Written task - Beginning at the line with "Objective — one marker per instance of the porch roof", output each line to the end of the listing below exactly, please.

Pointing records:
——————

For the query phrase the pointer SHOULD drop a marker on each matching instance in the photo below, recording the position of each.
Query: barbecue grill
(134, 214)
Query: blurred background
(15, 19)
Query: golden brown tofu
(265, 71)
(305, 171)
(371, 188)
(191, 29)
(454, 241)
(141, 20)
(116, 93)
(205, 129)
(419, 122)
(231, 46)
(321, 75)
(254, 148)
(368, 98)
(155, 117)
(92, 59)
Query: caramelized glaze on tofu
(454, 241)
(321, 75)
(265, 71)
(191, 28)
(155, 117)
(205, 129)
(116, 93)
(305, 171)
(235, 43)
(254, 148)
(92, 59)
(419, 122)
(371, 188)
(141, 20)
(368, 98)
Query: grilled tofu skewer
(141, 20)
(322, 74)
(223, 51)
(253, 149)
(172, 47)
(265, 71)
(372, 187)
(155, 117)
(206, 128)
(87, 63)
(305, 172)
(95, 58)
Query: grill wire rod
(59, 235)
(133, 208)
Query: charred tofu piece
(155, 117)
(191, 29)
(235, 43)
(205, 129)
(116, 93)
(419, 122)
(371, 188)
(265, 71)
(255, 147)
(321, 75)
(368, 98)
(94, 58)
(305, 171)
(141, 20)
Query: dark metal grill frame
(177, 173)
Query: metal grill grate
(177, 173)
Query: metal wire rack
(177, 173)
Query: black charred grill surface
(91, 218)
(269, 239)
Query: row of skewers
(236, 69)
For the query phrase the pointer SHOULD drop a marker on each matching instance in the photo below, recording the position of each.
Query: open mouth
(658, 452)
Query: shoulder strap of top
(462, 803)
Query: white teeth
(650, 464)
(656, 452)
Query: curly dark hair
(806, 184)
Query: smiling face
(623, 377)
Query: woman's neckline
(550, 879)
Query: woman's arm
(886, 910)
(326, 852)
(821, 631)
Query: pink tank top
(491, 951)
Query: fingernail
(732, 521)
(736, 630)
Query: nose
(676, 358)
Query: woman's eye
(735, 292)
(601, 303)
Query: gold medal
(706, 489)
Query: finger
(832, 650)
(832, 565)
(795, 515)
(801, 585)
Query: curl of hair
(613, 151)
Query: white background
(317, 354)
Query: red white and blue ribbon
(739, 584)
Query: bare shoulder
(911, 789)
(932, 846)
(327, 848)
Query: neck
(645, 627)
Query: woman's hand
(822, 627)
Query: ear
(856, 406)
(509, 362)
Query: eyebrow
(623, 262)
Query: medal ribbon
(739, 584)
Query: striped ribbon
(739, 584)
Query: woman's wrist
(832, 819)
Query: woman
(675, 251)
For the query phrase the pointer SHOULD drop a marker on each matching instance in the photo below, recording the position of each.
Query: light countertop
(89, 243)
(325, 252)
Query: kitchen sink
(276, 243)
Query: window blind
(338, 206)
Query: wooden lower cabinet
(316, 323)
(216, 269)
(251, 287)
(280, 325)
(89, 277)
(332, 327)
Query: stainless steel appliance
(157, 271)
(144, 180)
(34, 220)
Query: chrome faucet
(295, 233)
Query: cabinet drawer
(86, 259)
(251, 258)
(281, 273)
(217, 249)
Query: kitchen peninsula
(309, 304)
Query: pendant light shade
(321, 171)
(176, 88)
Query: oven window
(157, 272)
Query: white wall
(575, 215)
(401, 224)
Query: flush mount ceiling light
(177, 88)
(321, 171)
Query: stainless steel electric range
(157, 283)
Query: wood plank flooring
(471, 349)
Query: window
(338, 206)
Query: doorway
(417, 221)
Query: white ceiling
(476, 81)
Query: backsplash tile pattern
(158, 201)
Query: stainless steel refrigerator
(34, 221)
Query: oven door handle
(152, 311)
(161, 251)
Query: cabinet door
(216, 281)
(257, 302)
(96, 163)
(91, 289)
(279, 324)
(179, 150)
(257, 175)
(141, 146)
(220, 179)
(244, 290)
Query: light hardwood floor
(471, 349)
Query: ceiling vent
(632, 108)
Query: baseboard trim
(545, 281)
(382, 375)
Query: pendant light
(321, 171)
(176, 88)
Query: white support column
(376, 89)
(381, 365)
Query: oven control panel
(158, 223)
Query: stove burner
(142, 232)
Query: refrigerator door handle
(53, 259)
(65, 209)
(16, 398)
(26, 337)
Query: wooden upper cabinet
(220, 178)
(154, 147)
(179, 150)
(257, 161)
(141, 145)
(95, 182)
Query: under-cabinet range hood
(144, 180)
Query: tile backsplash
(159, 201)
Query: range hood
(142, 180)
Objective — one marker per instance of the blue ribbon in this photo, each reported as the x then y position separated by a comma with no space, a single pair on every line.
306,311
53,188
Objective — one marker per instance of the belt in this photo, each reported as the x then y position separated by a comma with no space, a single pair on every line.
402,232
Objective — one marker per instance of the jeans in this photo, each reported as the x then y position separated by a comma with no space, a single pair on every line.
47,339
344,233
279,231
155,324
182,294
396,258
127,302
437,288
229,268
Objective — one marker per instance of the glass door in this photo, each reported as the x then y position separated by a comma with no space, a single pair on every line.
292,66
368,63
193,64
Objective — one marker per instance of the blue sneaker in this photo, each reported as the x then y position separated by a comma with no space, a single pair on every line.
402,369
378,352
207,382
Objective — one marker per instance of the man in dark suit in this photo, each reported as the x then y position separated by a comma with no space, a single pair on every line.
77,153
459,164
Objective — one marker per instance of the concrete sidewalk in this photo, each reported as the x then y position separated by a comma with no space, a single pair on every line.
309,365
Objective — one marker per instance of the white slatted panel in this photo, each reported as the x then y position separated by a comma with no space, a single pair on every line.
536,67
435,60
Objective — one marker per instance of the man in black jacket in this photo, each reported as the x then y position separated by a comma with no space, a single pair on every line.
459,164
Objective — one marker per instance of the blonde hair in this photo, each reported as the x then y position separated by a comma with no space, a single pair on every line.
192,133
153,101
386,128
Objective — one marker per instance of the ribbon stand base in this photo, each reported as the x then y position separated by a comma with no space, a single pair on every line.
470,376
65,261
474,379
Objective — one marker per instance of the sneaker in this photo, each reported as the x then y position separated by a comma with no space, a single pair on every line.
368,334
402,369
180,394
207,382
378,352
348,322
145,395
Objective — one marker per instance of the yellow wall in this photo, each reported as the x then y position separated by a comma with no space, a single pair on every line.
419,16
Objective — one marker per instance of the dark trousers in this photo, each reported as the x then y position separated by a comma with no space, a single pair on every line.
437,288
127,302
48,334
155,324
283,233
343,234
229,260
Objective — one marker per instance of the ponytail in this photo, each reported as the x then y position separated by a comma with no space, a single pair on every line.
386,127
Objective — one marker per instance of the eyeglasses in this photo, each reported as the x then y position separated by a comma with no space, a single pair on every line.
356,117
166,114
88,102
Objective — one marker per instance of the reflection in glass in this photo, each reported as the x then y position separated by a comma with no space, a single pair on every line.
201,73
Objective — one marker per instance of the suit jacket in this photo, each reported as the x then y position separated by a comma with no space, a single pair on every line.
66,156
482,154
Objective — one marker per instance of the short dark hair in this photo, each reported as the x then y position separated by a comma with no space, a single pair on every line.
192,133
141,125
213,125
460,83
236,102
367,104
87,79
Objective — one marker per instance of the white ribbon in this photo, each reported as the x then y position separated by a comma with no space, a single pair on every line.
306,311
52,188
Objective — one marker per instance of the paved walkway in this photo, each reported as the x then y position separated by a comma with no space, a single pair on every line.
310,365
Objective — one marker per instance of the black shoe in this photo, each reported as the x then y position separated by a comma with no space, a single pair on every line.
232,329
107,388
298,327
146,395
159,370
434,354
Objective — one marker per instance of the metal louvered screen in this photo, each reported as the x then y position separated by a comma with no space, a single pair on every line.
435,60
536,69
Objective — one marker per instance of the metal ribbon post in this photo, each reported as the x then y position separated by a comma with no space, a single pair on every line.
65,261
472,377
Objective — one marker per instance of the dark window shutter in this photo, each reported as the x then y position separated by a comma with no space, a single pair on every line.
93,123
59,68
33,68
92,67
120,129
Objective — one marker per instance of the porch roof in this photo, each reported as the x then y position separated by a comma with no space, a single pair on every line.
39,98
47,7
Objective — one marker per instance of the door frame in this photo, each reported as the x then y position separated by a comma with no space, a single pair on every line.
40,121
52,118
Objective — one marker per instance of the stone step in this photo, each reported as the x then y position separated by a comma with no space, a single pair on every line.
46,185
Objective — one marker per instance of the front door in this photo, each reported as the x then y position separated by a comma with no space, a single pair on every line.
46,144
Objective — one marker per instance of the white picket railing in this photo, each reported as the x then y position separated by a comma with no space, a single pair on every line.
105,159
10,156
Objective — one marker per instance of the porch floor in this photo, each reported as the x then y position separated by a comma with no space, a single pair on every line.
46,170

——————

Final answer -
Objective — one marker per instance of the porch roof in this photo, each reported as the x then y position separated by a comma with no space, a single pair on every line.
39,98
47,7
Objective — one marker per instance of the door frame in this photo, each reported as the x then y position separated by a comma with no space, a single pair on every line.
40,121
52,118
Objective — one marker per instance of the stone step in this photo, each reported as the x then y position separated by a comma with no space, a single pair on every line.
46,185
Objective — one marker per instance of the front door in this photo, each reported as the x then y position separated by a comma with no space, a single pair on every line.
46,144
Objective — one marker per instance of the white picket railing in this photo, each reported as the x then y position separated by a comma with no space, a single pair on every line.
105,159
10,156
Objective — one marker per instance of the porch floor in this photo, each reported as the x then y position separated by a comma with no space, a single pair on every line.
46,170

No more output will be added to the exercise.